__Task material__:
-- -- --

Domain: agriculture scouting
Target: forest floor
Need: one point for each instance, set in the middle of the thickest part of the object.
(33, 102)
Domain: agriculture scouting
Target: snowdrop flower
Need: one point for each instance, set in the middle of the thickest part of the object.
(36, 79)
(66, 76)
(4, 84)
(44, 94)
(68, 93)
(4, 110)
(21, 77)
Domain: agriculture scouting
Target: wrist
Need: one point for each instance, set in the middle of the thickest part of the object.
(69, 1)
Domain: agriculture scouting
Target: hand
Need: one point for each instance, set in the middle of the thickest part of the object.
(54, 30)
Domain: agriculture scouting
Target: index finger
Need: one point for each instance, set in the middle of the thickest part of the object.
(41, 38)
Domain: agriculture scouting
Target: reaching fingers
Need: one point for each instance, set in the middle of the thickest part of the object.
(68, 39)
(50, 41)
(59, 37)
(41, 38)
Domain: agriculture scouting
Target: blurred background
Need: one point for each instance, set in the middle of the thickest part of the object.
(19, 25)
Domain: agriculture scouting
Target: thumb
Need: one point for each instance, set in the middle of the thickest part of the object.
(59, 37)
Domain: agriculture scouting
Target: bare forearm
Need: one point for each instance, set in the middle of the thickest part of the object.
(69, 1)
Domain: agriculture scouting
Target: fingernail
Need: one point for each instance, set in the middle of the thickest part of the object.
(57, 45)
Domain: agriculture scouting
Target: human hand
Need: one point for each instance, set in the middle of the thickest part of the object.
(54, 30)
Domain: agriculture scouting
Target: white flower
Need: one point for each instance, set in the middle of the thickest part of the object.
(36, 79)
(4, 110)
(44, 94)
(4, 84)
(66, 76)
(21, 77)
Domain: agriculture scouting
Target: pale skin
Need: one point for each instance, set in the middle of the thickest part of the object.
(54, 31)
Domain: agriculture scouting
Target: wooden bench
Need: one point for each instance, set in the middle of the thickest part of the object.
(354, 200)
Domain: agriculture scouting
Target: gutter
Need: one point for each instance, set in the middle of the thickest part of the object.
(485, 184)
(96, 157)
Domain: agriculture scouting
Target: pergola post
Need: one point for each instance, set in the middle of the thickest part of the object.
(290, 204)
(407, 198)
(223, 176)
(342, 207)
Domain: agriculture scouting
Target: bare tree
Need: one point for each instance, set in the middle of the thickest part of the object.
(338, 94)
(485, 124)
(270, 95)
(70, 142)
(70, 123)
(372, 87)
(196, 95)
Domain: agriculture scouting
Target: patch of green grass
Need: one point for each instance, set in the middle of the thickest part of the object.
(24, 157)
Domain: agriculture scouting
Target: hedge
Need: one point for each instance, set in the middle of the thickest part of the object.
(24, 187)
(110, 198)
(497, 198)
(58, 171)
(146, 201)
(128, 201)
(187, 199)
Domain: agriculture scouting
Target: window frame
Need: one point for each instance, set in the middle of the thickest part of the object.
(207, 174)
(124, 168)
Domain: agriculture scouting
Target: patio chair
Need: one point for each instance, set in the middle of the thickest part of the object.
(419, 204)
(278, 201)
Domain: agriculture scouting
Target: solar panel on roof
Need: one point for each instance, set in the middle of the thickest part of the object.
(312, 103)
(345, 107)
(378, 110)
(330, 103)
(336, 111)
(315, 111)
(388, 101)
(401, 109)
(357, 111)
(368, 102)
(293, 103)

-- -- --

__Exercise directions__:
What is wanted is every line from the first line of the entries through the line that contains "Target: snowdrop flower", given again exactly.

__Answer section__:
Domain: agriculture scouting
Target: forest floor
Need: one point for each instance, set in the middle of the thickest part of the object.
(33, 102)
Domain: agriculture scouting
Target: snowdrop flower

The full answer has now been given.